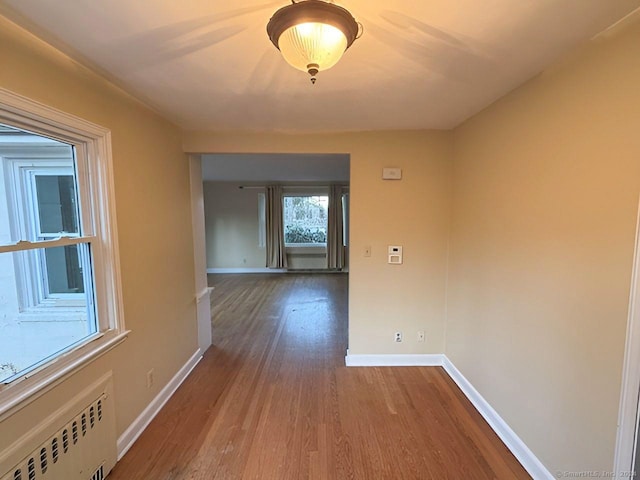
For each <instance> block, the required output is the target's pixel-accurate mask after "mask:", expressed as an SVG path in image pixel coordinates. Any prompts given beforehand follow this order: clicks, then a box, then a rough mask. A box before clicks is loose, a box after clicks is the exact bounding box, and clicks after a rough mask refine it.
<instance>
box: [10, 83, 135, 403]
mask: <svg viewBox="0 0 640 480" xmlns="http://www.w3.org/2000/svg"><path fill="white" fill-rule="evenodd" d="M110 191H111V171H110V151H109V133H108V132H107V131H106V130H104V129H102V128H101V127H97V126H95V125H92V124H89V123H87V122H84V121H82V120H80V119H77V118H74V117H71V116H68V115H65V114H62V113H60V112H57V111H54V110H52V109H49V108H47V107H44V106H42V105H38V104H35V103H33V102H31V101H29V100H27V99H24V98H22V97H19V96H16V95H13V94H11V93H9V92H6V91H2V90H0V414H2V413H4V412H5V411H7V410H9V409H11V408H13V407H15V406H17V405H20V404H22V403H24V401H25V399H26V398H29V397H32V396H33V397H37V392H38V391H41V390H42V388H43V387H44V386H46V385H48V384H49V383H51V382H52V381H54V380H55V379H57V378H60V377H61V376H62V375H64V374H67V373H68V372H70V371H73V369H74V368H77V367H78V366H80V365H82V364H84V363H85V362H86V361H89V360H90V359H91V358H94V357H95V356H97V355H99V354H100V353H101V352H104V351H105V350H106V349H108V348H111V347H112V346H113V345H115V344H117V343H118V342H120V341H122V340H123V339H124V335H125V332H124V331H123V325H122V321H121V318H120V312H121V295H120V291H119V273H118V270H117V265H118V261H117V249H116V237H115V232H114V230H113V212H112V211H111V210H112V208H111V204H112V199H111V196H110ZM25 392H28V395H26V394H25Z"/></svg>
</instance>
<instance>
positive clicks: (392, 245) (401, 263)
mask: <svg viewBox="0 0 640 480" xmlns="http://www.w3.org/2000/svg"><path fill="white" fill-rule="evenodd" d="M388 263H390V264H391V265H402V247H401V246H400V245H389V260H388Z"/></svg>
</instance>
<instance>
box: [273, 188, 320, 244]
mask: <svg viewBox="0 0 640 480" xmlns="http://www.w3.org/2000/svg"><path fill="white" fill-rule="evenodd" d="M328 206H329V197H328V196H327V195H310V196H285V197H284V202H283V207H284V212H283V214H284V239H285V243H289V244H309V243H316V244H317V243H321V244H326V243H327V217H328Z"/></svg>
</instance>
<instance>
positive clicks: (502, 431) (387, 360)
mask: <svg viewBox="0 0 640 480" xmlns="http://www.w3.org/2000/svg"><path fill="white" fill-rule="evenodd" d="M345 364H346V366H347V367H409V366H416V367H424V366H426V367H443V368H444V370H445V372H447V374H448V375H449V377H451V379H452V380H453V381H454V382H455V383H456V385H458V387H459V388H460V390H462V393H464V394H465V396H466V397H467V398H468V399H469V401H470V402H471V403H472V404H473V406H474V407H475V408H476V410H478V412H479V413H480V415H482V417H483V418H484V419H485V420H486V422H487V423H488V424H489V426H490V427H491V428H492V429H493V431H494V432H496V435H498V437H500V439H501V440H502V442H503V443H504V444H505V445H506V447H507V448H508V449H509V450H510V451H511V453H513V455H514V456H515V457H516V458H517V459H518V461H519V462H520V463H521V464H522V466H523V467H524V469H525V470H526V471H527V472H528V473H529V475H531V476H532V477H533V478H534V479H535V480H552V479H554V478H555V477H554V476H553V475H551V473H550V472H549V470H547V469H546V468H545V466H544V465H543V464H542V462H540V460H538V457H536V456H535V455H534V453H533V452H532V451H531V450H530V449H529V447H527V446H526V445H525V443H524V442H523V441H522V440H521V439H520V437H518V435H517V434H516V433H515V432H514V431H513V430H512V429H511V427H509V425H508V424H507V422H505V421H504V420H503V419H502V417H500V415H498V412H496V411H495V410H494V409H493V407H492V406H491V405H490V404H489V402H487V401H486V400H485V399H484V397H483V396H482V395H480V393H479V392H478V391H477V390H476V389H475V388H474V387H473V385H472V384H471V382H469V381H468V380H467V379H466V378H465V377H464V375H462V373H461V372H460V370H458V369H457V368H456V367H455V365H454V364H453V363H452V362H451V360H449V359H448V358H447V356H446V355H444V354H418V355H411V354H399V355H352V354H350V353H349V351H348V350H347V355H346V357H345Z"/></svg>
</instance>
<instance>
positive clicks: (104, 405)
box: [0, 376, 116, 480]
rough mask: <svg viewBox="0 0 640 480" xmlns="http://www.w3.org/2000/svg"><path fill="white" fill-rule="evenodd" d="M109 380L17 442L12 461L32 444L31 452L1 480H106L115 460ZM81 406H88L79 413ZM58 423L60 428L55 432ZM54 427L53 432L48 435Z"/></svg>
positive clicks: (111, 411)
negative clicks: (37, 439) (46, 432)
mask: <svg viewBox="0 0 640 480" xmlns="http://www.w3.org/2000/svg"><path fill="white" fill-rule="evenodd" d="M108 380H109V381H108V382H106V383H104V382H102V386H103V387H104V388H100V389H96V388H95V384H94V388H90V389H87V390H85V391H84V392H83V393H82V394H81V395H79V396H77V397H76V398H75V399H74V400H73V401H71V402H69V404H68V405H67V407H66V408H64V409H61V411H59V412H56V414H54V415H52V416H51V417H49V418H48V419H47V420H45V422H43V425H41V426H40V427H39V428H37V429H35V430H36V431H35V432H34V433H31V434H27V435H25V436H24V437H23V438H21V439H20V440H19V441H18V442H16V446H15V449H14V450H15V451H14V452H10V453H11V454H12V455H11V456H10V458H11V457H15V456H16V455H17V454H18V452H19V451H22V452H25V451H27V452H29V450H28V448H29V447H28V445H32V447H30V448H31V450H30V453H29V454H28V455H25V456H23V457H22V460H21V461H19V462H18V463H17V464H14V467H12V468H11V469H10V470H9V471H8V472H6V473H4V472H3V471H2V470H0V473H2V475H1V476H0V480H103V479H104V478H105V476H106V474H107V473H109V471H111V469H112V468H113V466H114V465H115V461H116V439H115V421H114V408H113V398H112V394H111V381H110V380H111V376H109V378H108ZM87 394H88V395H90V396H88V397H87ZM96 395H97V397H96ZM91 398H93V400H91ZM83 402H84V403H83ZM87 402H90V403H87ZM79 405H84V408H82V407H80V409H79V408H78V406H79ZM70 411H71V412H73V411H75V412H76V413H75V415H70V414H69V413H70ZM65 419H66V422H65V421H64V420H65ZM57 425H58V426H59V425H61V426H59V427H57V429H56V426H57ZM52 429H55V430H53V431H54V433H53V434H49V435H48V436H45V435H46V432H47V431H49V432H51V431H52ZM38 438H39V439H40V441H39V444H36V443H35V442H36V441H37V439H38ZM33 445H37V446H35V448H34V447H33ZM7 455H8V454H7ZM23 455H24V453H23ZM19 458H20V456H18V457H17V458H16V460H17V459H19ZM14 462H15V460H14Z"/></svg>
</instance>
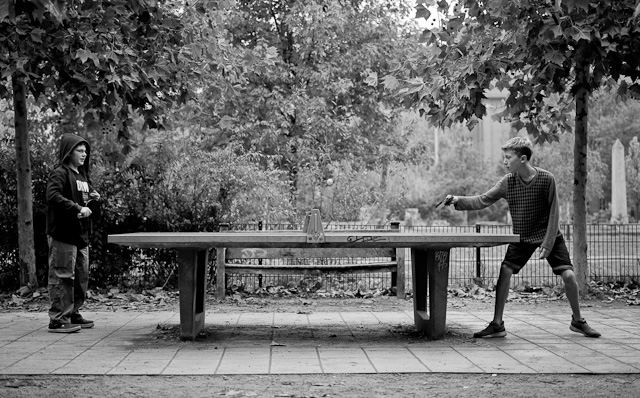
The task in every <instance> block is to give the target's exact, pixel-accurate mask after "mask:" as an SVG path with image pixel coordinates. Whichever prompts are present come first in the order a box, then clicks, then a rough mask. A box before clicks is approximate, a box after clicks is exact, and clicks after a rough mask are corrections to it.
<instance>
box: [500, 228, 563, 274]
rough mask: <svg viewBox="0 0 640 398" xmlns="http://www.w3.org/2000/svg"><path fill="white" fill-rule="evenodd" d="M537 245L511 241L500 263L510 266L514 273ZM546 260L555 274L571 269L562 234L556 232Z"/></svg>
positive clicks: (525, 261) (509, 266) (536, 246)
mask: <svg viewBox="0 0 640 398" xmlns="http://www.w3.org/2000/svg"><path fill="white" fill-rule="evenodd" d="M538 247H540V245H539V244H535V243H525V242H519V243H511V244H510V245H509V248H508V249H507V254H505V256H504V260H503V261H502V263H503V264H504V265H506V266H507V267H509V268H511V270H512V271H513V273H514V274H517V273H518V272H520V270H521V269H522V268H523V267H524V266H525V264H527V261H529V259H530V258H531V256H532V255H533V253H534V252H535V251H536V249H537V248H538ZM547 262H548V263H549V265H550V266H551V269H552V270H553V273H554V274H556V275H561V274H562V273H563V272H564V271H566V270H572V271H573V265H572V264H571V258H570V257H569V250H567V245H566V244H565V243H564V237H563V236H562V234H558V236H557V237H556V241H555V243H554V245H553V249H551V253H549V257H547Z"/></svg>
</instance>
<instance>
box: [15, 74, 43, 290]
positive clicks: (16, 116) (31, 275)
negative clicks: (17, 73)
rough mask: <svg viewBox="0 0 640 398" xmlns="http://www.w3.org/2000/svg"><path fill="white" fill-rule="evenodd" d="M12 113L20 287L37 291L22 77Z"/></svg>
mask: <svg viewBox="0 0 640 398" xmlns="http://www.w3.org/2000/svg"><path fill="white" fill-rule="evenodd" d="M12 85H13V109H14V113H15V130H16V175H17V181H18V242H19V247H20V259H19V261H20V285H21V286H28V287H30V288H31V289H35V288H37V287H38V278H37V276H36V253H35V243H34V238H33V193H32V190H31V157H30V155H29V128H28V124H27V93H26V87H25V85H24V83H23V82H22V81H21V80H20V78H19V77H17V76H15V75H14V76H13V77H12Z"/></svg>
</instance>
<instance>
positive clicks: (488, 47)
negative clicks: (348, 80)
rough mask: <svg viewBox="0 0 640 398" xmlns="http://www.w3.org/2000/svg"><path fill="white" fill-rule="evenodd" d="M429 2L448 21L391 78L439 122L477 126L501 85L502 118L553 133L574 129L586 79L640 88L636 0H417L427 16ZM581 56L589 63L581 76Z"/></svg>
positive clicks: (538, 133)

____________________

WORK TO COMPLETE :: Report all lines above with "coordinates".

WRITTEN RESPONSE ::
For each <instance> block, the required output is the target's pixel-accurate mask after "mask:", expressed as an SVG path in image pixel coordinates. Any prompts given beforehand follow this order: clicks, then a box, then a rough mask. A box before clicks is loose, a box after clicks is the exact bounding box, and clicks after a rough mask refine it.
The task in every <instance> block is to give the target's exact, pixel-accurate mask after "mask:" as an SVG path with image pixel coordinates. Whichever prompts are present come first in the order a box, then clicks, then a rough mask. A box before clicks is approximate, a box after clicks is exact, and clicks after a rough mask are corrections to it.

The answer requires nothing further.